What is being asked: Find the line with "Expected: for every instance of the open mouth" in the entries below. Repeat it, every following line, and the line with "Expected: for every instance of the pink", exactly and with nothing added.

Record extracts:

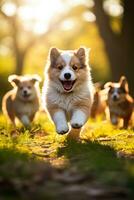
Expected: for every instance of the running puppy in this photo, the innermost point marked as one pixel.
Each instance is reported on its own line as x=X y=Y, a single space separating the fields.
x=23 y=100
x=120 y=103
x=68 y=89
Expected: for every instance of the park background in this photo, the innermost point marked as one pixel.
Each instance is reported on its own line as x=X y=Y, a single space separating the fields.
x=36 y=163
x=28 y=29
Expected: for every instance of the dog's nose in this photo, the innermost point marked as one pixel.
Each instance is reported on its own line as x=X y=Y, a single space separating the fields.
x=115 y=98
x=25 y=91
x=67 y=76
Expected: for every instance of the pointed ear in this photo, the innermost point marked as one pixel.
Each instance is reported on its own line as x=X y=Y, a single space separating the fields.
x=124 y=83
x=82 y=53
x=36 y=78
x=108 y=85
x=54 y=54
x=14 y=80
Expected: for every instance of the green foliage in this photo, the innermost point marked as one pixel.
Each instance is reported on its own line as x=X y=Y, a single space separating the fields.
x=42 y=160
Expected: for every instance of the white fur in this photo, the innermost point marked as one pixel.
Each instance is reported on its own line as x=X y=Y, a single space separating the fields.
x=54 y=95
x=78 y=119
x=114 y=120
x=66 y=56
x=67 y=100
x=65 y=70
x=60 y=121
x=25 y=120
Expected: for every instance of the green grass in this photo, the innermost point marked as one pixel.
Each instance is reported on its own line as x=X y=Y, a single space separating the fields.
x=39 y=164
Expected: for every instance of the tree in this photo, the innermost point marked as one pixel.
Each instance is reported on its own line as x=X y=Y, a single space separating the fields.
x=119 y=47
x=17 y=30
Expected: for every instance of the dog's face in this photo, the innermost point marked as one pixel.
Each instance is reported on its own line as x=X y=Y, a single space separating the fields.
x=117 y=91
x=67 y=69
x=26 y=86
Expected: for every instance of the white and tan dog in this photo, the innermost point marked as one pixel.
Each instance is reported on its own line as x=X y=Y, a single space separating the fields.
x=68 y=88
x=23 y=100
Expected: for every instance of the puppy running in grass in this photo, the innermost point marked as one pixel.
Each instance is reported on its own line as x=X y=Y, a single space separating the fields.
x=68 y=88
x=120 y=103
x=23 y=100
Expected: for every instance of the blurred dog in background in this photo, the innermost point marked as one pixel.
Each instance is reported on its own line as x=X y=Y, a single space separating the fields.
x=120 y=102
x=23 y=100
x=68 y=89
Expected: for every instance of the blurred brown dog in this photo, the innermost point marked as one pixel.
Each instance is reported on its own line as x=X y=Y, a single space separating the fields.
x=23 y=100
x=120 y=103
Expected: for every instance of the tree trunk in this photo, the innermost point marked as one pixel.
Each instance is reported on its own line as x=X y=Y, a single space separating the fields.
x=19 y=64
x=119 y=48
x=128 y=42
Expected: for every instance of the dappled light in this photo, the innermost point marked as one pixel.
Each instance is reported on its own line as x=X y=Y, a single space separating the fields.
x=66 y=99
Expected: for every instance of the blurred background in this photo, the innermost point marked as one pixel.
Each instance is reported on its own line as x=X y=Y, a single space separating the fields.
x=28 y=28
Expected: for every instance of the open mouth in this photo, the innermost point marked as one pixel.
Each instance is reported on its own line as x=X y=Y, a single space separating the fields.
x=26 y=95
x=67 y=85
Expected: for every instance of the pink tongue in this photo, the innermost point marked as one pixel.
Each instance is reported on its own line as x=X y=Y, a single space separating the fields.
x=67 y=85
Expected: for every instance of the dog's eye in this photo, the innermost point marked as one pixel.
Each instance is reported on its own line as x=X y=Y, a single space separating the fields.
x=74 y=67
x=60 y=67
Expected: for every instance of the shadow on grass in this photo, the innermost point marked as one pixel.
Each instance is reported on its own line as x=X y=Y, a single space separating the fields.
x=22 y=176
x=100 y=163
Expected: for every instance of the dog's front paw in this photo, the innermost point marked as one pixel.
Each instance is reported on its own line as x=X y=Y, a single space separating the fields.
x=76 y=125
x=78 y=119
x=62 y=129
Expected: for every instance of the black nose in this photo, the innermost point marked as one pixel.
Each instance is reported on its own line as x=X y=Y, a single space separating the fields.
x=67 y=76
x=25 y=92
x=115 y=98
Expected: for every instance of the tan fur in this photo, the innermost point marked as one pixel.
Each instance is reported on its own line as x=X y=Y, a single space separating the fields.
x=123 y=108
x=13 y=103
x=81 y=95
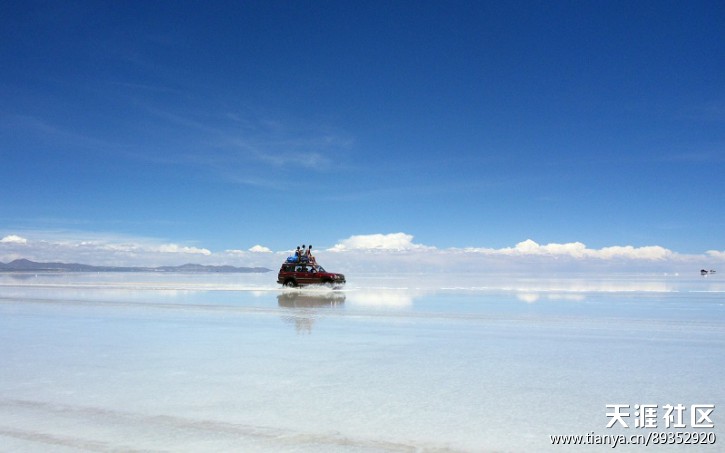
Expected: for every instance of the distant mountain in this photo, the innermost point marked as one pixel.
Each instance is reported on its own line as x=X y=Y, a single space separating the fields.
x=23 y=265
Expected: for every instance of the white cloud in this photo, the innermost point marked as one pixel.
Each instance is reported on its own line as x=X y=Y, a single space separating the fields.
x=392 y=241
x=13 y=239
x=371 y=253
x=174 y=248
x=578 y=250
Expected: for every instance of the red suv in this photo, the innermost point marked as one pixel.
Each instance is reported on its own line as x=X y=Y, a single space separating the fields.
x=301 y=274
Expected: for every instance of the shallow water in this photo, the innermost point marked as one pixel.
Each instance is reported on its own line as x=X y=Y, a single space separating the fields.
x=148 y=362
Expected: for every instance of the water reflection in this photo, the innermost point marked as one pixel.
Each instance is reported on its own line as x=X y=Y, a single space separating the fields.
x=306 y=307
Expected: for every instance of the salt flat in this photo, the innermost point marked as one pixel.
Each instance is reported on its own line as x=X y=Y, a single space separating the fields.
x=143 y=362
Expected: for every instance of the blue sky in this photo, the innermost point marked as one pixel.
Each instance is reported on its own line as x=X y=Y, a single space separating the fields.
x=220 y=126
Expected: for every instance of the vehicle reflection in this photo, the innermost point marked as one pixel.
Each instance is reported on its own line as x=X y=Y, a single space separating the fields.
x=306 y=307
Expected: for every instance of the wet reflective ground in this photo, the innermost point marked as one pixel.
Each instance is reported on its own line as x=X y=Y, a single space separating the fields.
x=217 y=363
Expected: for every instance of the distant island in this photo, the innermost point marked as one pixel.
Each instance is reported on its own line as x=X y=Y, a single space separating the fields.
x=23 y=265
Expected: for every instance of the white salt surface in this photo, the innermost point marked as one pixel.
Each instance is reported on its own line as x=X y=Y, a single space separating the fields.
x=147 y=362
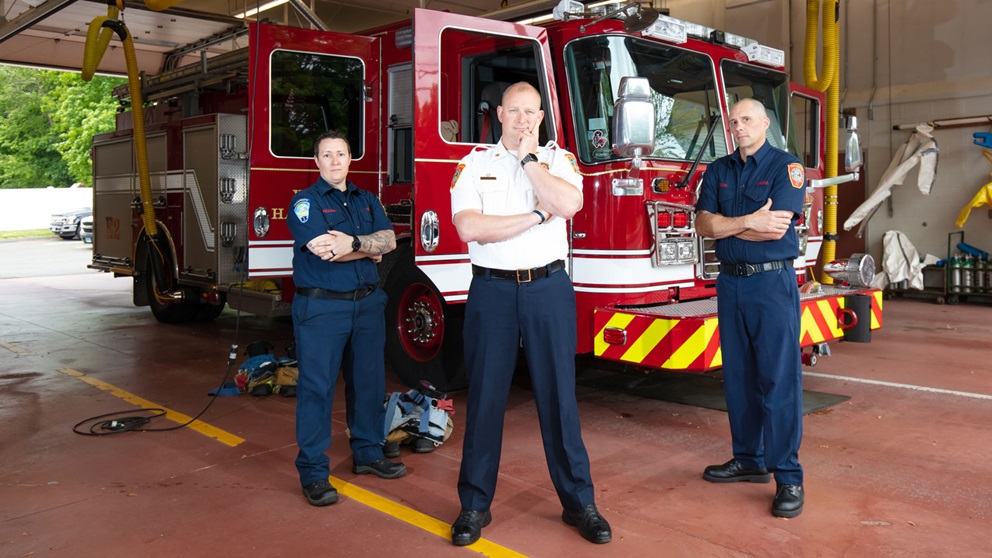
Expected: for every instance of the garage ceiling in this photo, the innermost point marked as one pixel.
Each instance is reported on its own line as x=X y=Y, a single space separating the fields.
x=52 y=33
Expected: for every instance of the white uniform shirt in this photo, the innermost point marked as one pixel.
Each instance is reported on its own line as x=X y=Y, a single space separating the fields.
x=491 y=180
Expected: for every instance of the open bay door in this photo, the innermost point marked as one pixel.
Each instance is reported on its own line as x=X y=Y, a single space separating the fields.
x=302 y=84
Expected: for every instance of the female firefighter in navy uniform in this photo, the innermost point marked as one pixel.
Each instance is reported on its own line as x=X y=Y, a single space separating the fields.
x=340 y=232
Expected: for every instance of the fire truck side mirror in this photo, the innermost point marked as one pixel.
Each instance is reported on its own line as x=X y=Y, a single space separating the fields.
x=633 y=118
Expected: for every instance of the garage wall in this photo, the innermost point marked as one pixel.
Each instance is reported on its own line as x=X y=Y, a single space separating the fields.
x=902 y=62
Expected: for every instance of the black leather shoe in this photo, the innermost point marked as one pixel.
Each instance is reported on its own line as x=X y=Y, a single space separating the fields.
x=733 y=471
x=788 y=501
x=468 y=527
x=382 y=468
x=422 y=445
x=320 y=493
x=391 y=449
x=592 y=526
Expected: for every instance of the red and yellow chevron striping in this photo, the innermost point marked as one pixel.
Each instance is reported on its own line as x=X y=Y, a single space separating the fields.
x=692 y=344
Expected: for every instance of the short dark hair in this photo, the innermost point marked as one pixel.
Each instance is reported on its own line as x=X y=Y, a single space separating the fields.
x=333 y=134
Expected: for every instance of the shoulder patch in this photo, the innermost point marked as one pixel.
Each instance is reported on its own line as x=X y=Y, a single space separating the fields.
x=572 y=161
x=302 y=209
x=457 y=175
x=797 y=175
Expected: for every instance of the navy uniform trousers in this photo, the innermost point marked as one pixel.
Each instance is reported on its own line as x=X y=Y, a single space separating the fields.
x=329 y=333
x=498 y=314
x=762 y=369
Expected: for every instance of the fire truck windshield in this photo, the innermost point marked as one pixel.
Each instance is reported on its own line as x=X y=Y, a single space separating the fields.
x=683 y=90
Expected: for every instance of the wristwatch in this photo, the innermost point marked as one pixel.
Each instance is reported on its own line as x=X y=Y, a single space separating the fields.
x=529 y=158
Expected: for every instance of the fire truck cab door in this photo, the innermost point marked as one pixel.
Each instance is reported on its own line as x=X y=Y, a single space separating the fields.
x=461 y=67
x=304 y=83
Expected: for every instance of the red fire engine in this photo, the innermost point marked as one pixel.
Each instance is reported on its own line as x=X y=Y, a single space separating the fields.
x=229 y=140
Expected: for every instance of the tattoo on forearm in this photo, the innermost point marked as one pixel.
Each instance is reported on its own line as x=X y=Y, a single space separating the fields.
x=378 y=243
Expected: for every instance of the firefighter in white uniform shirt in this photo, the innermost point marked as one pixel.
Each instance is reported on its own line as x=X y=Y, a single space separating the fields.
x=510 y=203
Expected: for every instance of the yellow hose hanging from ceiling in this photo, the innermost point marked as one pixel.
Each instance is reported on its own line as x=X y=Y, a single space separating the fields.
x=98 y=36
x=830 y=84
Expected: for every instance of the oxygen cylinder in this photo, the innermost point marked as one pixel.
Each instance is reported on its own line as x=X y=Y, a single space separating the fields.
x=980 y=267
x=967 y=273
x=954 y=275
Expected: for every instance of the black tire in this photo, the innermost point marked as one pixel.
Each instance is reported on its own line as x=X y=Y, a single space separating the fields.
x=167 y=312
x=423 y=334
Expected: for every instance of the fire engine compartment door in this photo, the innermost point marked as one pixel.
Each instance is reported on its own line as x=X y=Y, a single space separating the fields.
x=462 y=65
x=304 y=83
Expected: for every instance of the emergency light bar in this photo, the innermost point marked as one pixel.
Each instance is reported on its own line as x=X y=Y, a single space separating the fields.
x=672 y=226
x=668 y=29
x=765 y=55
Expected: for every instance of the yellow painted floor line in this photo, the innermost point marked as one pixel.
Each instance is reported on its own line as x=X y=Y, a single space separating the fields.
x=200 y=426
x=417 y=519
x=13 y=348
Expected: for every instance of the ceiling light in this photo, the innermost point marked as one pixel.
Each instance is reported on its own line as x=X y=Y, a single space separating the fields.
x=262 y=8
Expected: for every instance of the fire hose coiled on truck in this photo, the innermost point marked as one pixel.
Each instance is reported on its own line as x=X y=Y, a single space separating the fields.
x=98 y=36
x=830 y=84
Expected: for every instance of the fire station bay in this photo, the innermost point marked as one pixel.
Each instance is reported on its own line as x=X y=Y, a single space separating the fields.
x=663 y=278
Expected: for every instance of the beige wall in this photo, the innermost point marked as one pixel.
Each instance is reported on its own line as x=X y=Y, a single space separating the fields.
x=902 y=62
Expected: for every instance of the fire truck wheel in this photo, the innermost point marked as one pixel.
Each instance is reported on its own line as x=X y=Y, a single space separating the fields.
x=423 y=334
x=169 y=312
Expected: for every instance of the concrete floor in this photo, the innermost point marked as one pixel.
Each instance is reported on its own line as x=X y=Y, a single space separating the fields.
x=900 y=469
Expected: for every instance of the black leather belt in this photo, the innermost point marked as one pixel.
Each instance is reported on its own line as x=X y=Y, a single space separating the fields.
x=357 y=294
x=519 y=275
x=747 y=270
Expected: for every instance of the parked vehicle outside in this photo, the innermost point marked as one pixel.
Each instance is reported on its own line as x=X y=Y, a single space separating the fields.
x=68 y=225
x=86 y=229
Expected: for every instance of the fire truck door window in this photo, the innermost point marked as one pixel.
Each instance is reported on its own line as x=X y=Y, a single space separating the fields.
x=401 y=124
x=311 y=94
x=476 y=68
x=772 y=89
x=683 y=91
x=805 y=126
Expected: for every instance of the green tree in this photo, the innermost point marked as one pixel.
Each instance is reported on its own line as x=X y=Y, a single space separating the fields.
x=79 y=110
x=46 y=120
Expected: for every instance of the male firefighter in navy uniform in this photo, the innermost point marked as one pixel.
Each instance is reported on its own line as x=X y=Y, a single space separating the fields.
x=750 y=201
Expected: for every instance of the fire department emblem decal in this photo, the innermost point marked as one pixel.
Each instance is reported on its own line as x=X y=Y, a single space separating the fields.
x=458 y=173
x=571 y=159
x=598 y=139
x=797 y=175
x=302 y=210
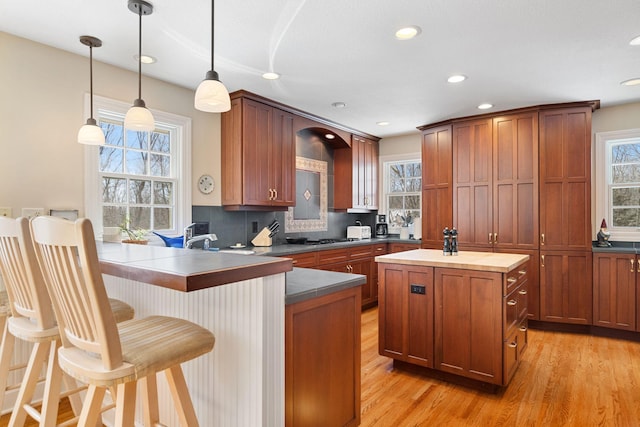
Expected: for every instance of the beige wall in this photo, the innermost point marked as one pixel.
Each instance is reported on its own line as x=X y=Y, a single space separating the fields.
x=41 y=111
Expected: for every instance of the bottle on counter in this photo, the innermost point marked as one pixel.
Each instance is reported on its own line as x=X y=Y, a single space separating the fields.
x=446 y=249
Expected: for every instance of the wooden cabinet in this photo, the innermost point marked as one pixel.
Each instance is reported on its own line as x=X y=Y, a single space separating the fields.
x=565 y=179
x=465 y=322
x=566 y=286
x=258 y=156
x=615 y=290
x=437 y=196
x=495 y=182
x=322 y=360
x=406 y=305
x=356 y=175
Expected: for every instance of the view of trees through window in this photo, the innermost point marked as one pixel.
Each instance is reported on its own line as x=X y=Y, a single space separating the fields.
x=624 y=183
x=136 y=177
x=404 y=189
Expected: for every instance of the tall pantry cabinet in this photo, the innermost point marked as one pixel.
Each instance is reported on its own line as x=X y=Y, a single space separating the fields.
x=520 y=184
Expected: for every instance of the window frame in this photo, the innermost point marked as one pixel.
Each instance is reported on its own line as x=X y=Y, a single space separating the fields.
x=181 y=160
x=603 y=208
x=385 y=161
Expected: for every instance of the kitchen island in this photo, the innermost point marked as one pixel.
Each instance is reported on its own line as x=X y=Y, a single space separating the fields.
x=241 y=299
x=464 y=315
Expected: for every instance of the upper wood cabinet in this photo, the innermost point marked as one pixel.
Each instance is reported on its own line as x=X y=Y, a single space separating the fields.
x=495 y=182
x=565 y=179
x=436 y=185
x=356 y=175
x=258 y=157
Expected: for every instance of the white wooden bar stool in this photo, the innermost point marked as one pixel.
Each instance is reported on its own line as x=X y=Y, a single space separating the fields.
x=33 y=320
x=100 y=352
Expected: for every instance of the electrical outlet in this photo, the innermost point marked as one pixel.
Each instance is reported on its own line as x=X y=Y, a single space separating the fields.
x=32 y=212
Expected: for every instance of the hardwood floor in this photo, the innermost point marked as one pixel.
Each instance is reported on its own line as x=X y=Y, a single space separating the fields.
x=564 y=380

Written solution:
Expected: for every instance of the open mouth in this photo, the innermost point marked as one pixel.
Each instance is reported on its own line as x=X y=Y, a single space separating the fields.
x=26 y=95
x=67 y=85
Expected: for every instance of the pink tongue in this photo, the innermost point marked as one pixel.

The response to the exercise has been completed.